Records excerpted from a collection
═══

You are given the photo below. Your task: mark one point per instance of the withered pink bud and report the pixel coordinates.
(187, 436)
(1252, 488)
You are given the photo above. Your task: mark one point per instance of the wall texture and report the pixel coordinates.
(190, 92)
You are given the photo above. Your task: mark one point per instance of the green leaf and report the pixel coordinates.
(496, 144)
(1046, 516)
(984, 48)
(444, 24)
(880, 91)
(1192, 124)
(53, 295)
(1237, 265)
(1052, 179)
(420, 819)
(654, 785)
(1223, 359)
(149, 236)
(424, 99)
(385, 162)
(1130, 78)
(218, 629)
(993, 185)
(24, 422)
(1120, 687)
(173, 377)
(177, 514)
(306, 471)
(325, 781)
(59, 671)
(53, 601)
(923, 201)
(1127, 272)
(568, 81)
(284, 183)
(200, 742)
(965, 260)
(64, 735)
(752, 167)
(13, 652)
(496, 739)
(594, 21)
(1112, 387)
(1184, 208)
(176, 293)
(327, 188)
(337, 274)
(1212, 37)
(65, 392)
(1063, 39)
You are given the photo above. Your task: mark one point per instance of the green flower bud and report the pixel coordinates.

═══

Write the records out in full, exactly as they read above.

SOLUTION TO THIS TASK:
You are given the photo below. Your task: mark one point per instance of the withered pink bud and report the pixel coordinates.
(187, 436)
(1252, 488)
You are given the photo above. Your task: mark one point per instance of the wall texture and report the pixel coordinates.
(190, 92)
You are given the photo above. Your task: mark one point per instance of the green leaf and report the pixel coordinates.
(496, 144)
(1046, 516)
(984, 48)
(444, 24)
(880, 91)
(1192, 124)
(53, 295)
(1237, 265)
(1052, 179)
(420, 819)
(654, 785)
(1223, 359)
(149, 236)
(424, 99)
(385, 162)
(1130, 78)
(218, 629)
(993, 185)
(24, 422)
(1120, 687)
(173, 377)
(177, 514)
(306, 471)
(325, 781)
(59, 671)
(53, 601)
(923, 201)
(1127, 272)
(568, 81)
(284, 183)
(200, 742)
(965, 260)
(64, 735)
(752, 167)
(13, 652)
(496, 739)
(594, 21)
(1112, 387)
(1184, 208)
(176, 293)
(327, 188)
(337, 274)
(1212, 37)
(65, 392)
(1063, 39)
You are given the photo above. Your task: mark one point per instance of the green flower bud and report the pixel coordinates.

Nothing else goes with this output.